[Challenge 1]
Translate the commit subject "add default params for GradTTS" from the GradTTS patch excerpt into Spanish.
[Challenge 2]
Reproduce the stretch of the GradTTS patch excerpt from "From 5a3467e623c4d74c1f9f2a1239e5a6e0d91042fc Mon" through "insertion(+), 2 deletions(-)".

[Document excerpt]
####################

From e26782759ca731c40fb926c04f53764d487713a2 Mon Sep 17 00:00:00 2001
From: patil-suraj <surajp815@gmail.com>
Date: Thu, 16 Jun 2022 18:14:01 +0200
Subject: [PATCH 10/13] add GradTTS in init

---
 src/diffusers/__init__.py           | 2 +-
 src/diffusers/pipelines/__init__.py | 1 +
 2 files changed, 2 insertions(+), 1 deletion(-)

diff --git a/src/diffusers/__init__.py b/src/diffusers/__init__.py
index 7e04aa0ac8..4e0b9b12c2 100644
--- a/src/diffusers/__init__.py
+++ b/src/diffusers/__init__.py
@@ -10,6 +10,6 @@ from .models.unet_glide import GLIDEUNetModel, GLIDESuperResUNetModel, GLIDEText
 from .models.unet_ldm import UNetLDMModel
 from .models.unet_grad_tts import UNetGradTTSModel
 from .pipeline_utils import DiffusionPipeline
-from .pipelines import DDIM, DDPM, GLIDE, LatentDiffusion, PNDM, BDDM
+from .pipelines import DDIM, DDPM, GLIDE, LatentDiffusion, PNDM, BDDM, GradTTS
 from .schedulers import DDIMScheduler, DDPMScheduler, SchedulerMixin, PNDMScheduler, GradTTSScheduler
 from .schedulers.classifier_free_guidance import ClassifierFreeGuidanceScheduler
diff --git a/src/diffusers/pipelines/__init__.py b/src/diffusers/pipelines/__init__.py
index e0d2bf2e30..176335b85a 100644
--- a/src/diffusers/pipelines/__init__.py
+++ b/src/diffusers/pipelines/__init__.py
@@ -4,3 +4,4 @@ from .pipeline_pndm import PNDM
 from .pipeline_glide import GLIDE
 from .pipeline_latent_diffusion import LatentDiffusion
 from .pipeline_bddm import BDDM
+from .pipeline_grad_tts import GradTTS
\ No newline at end of file

From 5a3467e623c4d74c1f9f2a1239e5a6e0d91042fc Mon Sep 17 00:00:00 2001
From: patil-suraj <surajp815@gmail.com>
Date: Thu, 16 Jun 2022 18:17:45 +0200
Subject: [PATCH 11/13] add default params for GradTTS

---
 src/diffusers/pipelines/pipeline_grad_tts.py | 3 +--
 1 file changed, 1 insertion(+), 2 deletions(-)

####################

Lines from a point labeling set
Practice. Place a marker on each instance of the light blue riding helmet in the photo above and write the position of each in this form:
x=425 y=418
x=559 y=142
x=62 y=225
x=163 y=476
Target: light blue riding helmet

####################

[Correct answer 1]
agregar parámetros predeterminados para GradTTS

[Correct answer 2]
From 5a3467e623c4d74c1f9f2a1239e5a6e0d91042fc Mon Sep 17 00:00:00 2001
From: patil-suraj <surajp815@gmail.com>
Date: Thu, 16 Jun 2022 18:17:45 +0200
Subject: [PATCH 11/13] add default params for GradTTS

---
 src/diffusers/pipelines/pipeline_grad_tts.py | 3 +--
 1 file changed, 1 insertion(+), 2 deletions(-)